BEGIN

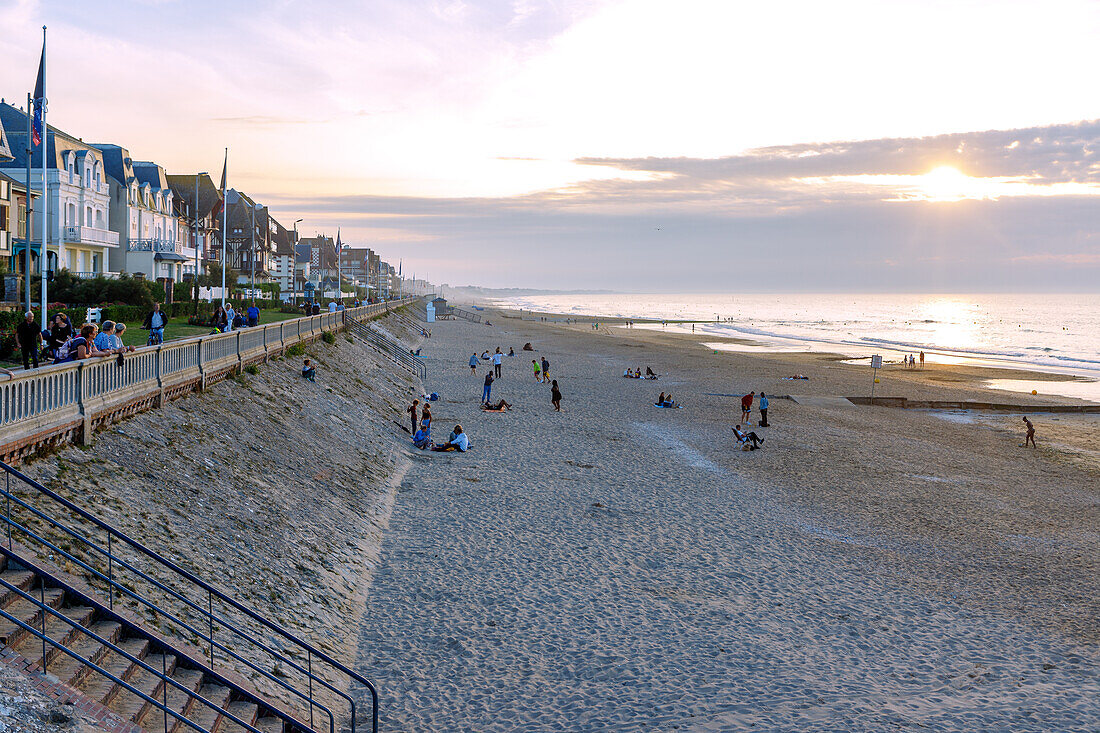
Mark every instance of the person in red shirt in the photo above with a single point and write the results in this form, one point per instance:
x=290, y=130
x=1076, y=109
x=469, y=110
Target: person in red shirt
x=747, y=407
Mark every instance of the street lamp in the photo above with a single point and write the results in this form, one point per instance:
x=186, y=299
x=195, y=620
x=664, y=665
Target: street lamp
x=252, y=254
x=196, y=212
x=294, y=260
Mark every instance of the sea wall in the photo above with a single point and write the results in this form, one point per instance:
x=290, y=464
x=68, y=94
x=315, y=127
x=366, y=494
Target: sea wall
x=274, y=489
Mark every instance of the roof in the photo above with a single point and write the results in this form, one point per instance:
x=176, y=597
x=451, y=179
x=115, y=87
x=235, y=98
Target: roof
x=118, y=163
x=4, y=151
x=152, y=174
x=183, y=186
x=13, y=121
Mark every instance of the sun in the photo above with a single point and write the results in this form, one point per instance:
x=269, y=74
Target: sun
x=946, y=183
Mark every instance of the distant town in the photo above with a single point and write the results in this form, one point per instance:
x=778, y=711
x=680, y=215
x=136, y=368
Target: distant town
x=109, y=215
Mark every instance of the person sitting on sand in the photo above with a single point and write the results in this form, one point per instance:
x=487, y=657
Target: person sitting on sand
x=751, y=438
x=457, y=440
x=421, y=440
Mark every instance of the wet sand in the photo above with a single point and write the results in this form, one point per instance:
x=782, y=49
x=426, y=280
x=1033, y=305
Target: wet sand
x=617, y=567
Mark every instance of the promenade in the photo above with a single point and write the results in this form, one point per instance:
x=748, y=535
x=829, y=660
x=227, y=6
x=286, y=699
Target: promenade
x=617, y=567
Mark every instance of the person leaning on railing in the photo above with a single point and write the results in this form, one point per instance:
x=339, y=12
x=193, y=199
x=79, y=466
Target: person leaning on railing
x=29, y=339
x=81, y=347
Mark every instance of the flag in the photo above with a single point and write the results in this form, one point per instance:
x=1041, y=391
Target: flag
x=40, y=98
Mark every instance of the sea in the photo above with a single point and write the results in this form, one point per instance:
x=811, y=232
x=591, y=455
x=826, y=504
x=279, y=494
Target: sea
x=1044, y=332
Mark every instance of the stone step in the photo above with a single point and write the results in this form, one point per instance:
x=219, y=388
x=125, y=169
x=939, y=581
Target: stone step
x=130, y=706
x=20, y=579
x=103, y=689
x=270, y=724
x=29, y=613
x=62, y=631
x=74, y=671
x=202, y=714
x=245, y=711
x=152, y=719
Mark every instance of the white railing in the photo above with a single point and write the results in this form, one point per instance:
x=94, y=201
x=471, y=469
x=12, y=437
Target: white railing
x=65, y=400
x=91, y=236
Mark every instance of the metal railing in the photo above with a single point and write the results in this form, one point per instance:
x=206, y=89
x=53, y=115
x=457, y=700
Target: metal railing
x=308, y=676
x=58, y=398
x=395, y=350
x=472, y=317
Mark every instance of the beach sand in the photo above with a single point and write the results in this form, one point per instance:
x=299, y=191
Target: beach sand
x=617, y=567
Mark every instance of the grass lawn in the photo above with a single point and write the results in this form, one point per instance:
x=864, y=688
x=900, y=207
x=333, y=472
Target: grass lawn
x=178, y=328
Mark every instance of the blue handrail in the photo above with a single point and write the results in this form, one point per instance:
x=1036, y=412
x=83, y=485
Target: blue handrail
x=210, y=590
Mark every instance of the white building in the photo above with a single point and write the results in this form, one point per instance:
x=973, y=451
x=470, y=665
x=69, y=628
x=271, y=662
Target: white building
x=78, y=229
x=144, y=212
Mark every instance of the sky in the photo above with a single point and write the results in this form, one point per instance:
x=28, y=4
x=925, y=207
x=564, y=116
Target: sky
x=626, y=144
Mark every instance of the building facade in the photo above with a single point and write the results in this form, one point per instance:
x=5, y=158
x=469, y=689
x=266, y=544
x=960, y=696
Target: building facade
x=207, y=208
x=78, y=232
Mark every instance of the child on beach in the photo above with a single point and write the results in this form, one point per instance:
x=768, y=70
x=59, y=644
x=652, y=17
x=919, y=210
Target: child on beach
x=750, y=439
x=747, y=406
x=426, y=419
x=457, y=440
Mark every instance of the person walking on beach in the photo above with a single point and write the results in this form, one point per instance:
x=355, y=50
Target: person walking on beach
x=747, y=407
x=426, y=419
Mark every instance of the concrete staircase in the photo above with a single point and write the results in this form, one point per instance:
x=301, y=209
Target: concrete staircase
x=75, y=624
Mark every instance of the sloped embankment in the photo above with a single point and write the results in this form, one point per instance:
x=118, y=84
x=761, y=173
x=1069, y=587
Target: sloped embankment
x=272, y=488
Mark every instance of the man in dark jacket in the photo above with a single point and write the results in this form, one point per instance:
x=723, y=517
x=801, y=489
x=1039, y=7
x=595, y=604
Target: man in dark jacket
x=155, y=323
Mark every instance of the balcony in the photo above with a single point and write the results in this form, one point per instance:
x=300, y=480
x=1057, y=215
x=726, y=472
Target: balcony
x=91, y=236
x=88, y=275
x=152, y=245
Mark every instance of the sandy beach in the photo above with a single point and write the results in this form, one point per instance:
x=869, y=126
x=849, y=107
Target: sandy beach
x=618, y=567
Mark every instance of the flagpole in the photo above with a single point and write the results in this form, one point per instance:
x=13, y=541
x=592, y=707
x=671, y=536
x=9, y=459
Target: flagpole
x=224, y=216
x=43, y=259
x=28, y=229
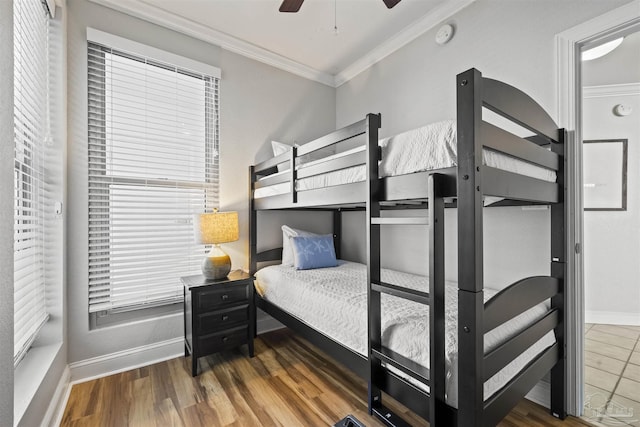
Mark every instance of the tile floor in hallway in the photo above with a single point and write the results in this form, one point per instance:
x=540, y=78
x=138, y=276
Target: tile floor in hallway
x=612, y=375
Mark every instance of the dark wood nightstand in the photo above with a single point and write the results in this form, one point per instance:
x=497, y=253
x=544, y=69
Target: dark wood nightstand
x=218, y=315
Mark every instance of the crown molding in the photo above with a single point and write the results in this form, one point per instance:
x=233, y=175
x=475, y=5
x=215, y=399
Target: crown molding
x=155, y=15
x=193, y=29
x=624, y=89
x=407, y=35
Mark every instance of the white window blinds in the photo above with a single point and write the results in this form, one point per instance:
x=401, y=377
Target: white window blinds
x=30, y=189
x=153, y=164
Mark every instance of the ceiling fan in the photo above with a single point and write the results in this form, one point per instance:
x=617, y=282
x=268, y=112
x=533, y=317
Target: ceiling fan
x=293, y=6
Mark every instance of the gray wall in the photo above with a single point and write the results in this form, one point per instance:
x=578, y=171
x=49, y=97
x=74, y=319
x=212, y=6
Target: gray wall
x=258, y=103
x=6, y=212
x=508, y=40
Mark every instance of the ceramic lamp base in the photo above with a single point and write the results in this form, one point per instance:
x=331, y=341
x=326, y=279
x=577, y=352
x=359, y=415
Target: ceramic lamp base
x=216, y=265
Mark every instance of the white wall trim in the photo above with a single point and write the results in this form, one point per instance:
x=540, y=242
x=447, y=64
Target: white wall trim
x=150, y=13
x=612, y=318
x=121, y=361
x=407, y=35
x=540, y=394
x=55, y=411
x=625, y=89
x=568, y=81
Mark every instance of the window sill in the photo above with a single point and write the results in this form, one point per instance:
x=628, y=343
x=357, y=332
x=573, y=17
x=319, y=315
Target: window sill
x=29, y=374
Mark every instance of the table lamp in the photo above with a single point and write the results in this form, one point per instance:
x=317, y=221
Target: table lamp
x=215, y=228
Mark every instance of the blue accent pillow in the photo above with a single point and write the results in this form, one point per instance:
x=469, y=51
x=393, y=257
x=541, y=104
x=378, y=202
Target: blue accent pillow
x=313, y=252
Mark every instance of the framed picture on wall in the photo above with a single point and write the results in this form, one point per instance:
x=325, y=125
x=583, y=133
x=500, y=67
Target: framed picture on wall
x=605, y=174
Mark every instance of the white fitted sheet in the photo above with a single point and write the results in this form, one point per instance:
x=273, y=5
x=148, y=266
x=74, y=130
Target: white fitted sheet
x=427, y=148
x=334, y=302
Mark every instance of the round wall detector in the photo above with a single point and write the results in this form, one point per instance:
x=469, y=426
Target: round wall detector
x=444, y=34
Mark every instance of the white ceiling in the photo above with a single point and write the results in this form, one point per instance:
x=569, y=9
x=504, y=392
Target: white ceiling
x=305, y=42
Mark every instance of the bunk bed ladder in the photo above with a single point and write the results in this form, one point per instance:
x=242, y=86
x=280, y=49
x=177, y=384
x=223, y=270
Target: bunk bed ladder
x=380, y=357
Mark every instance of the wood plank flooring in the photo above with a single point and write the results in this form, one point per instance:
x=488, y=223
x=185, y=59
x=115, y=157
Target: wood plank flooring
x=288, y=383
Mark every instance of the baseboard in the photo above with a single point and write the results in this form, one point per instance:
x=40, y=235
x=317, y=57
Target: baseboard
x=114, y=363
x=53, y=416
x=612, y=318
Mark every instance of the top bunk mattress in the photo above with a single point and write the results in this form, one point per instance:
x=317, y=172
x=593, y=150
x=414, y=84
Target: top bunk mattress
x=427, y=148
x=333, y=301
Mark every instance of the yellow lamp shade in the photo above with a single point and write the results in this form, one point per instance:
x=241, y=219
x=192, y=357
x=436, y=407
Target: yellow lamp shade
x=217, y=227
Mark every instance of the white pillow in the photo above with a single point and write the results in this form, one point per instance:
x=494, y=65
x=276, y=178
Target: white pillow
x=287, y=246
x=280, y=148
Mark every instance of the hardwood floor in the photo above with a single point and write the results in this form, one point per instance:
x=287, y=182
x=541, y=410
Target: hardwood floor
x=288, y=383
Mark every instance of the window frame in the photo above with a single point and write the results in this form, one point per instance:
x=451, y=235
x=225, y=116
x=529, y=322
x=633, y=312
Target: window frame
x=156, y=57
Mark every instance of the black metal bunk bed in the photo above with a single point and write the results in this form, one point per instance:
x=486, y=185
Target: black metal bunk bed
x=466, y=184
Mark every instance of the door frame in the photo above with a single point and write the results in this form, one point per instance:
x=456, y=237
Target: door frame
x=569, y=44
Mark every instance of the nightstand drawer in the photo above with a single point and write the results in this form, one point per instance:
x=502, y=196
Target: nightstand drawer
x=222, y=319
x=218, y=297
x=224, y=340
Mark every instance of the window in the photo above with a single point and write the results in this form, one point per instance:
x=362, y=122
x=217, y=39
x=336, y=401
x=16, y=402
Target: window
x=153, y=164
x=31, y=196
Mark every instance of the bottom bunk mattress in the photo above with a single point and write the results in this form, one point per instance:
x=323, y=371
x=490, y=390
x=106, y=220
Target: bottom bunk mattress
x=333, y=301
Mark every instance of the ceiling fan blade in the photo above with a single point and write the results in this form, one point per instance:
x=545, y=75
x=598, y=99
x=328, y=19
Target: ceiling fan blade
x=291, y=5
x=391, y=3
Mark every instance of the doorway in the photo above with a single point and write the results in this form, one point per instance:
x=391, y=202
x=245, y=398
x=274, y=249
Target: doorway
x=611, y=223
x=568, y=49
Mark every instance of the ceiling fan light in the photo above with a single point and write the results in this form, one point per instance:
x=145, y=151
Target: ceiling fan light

END

Repeat only the stretch of lines starting at the one containing "Mark every instance of the black" and running to the final line of the entries above.

Mark every instance of the black metal bunk bed in the photo above with a single point and write the results in this form, one point per instance:
x=486, y=185
Target: black metal bunk bed
x=466, y=184
Mark every instance of the door frame in the photo above with a single point and write the results in this form, one point per instance:
x=456, y=237
Target: door frame
x=569, y=44
Mark every instance of the nightstand drawer in the photo above with a single point and write the results in this form, one point per instance:
x=502, y=196
Target: nightstand drawer
x=222, y=319
x=218, y=297
x=224, y=340
Mark every instance of the window in the photo above with a single point and write the results in this form, one point per instance:
x=362, y=122
x=217, y=39
x=336, y=401
x=16, y=402
Target: window
x=153, y=164
x=31, y=196
Mark every instance of the bottom bunk mattress in the photo above with a single point and write the results in this form, one point per instance:
x=323, y=371
x=490, y=390
x=106, y=220
Target: bottom bunk mattress
x=333, y=301
Mark every instance of the ceiling fan blade in the photo above with a single point and write the results in this form, one point per instance:
x=545, y=75
x=598, y=99
x=328, y=19
Target: ceiling fan blade
x=291, y=5
x=391, y=3
Mark every instance of the doorway in the photo above with a single point and write the results in this form, one point per instance:
x=391, y=202
x=245, y=398
x=274, y=249
Target: doorway
x=611, y=223
x=568, y=49
Mark every instance of the ceiling fan light in the photo above with a single point and write the results in this form, one point per instance:
x=145, y=151
Target: ceiling fan light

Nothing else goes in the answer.